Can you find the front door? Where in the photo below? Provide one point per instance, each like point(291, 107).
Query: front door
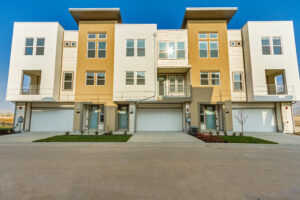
point(123, 117)
point(94, 114)
point(210, 117)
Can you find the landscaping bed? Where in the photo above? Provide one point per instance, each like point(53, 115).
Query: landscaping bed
point(209, 138)
point(86, 138)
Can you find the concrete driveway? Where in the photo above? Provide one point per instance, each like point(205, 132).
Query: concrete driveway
point(163, 137)
point(280, 138)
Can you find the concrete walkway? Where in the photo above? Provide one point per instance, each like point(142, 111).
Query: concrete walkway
point(163, 137)
point(280, 138)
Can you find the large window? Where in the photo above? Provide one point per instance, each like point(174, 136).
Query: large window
point(208, 45)
point(130, 48)
point(266, 46)
point(204, 78)
point(277, 46)
point(91, 49)
point(29, 46)
point(215, 78)
point(140, 78)
point(237, 81)
point(101, 49)
point(141, 50)
point(40, 46)
point(171, 50)
point(90, 78)
point(68, 81)
point(101, 78)
point(129, 78)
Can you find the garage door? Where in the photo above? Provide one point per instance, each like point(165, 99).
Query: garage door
point(257, 120)
point(52, 120)
point(159, 119)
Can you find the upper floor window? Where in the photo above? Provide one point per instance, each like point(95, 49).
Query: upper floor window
point(130, 78)
point(140, 78)
point(277, 46)
point(237, 81)
point(29, 46)
point(101, 78)
point(171, 50)
point(68, 81)
point(268, 48)
point(130, 47)
point(141, 50)
point(40, 46)
point(97, 45)
point(208, 45)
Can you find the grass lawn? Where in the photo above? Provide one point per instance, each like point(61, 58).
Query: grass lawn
point(245, 139)
point(86, 138)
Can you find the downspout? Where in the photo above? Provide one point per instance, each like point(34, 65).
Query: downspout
point(155, 78)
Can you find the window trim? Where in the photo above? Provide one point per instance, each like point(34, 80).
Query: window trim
point(72, 81)
point(242, 81)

▶ **Problem**
Rewrite all of the items above with "Query" changed to "Target" throughout, keeping everything else identical, and omit the pictures.

▶ **Solution to this exercise**
Can you find the front door? Where in the photo below? Provide one point per instance, each like point(291, 107).
Target: front door
point(123, 117)
point(94, 114)
point(210, 117)
Can you find the landscaping bed? Where in the photo above? Provide one point per instance, each like point(53, 115).
Target: landscaping bed
point(209, 138)
point(86, 138)
Can you find the concrete driveway? Where in the photo above? Provide one point per instance, each like point(205, 132).
Target: concrete driveway
point(163, 137)
point(280, 138)
Can you find the concrete walkway? Where in the photo above? Provide one point per instance, each like point(142, 111).
Target: concrete walkway
point(163, 137)
point(280, 138)
Can you find the large window? Where in the photo above? Provide one point per instance, each like point(174, 136).
Target: large window
point(208, 45)
point(130, 48)
point(266, 46)
point(204, 78)
point(277, 46)
point(91, 49)
point(29, 46)
point(215, 78)
point(140, 78)
point(237, 81)
point(101, 49)
point(141, 50)
point(40, 46)
point(171, 50)
point(90, 78)
point(68, 81)
point(101, 78)
point(129, 78)
Can you find the garage door? Where in the photo above? Provide one point per instance, each like point(165, 99).
Target: garage door
point(257, 120)
point(52, 120)
point(159, 119)
Can you find the upper floor window? Where in the photo above? Provide one point per instance, each like point(95, 49).
Target: upper floor window
point(130, 78)
point(140, 78)
point(277, 46)
point(237, 81)
point(29, 46)
point(101, 78)
point(171, 50)
point(68, 81)
point(268, 48)
point(130, 47)
point(141, 50)
point(40, 46)
point(97, 45)
point(208, 45)
Can you find the grass lawn? Where in the photo above? Provide one point per instance, each like point(61, 58).
Target: grass lawn
point(245, 139)
point(86, 138)
Can you find the downspout? Where in the photo above? Provide one point per instance, each like point(34, 65).
Target: downspout
point(155, 78)
Can you find the window trim? Where in the photo above? Provide one point per instance, each like point(34, 80).
Target: window trim
point(72, 81)
point(242, 81)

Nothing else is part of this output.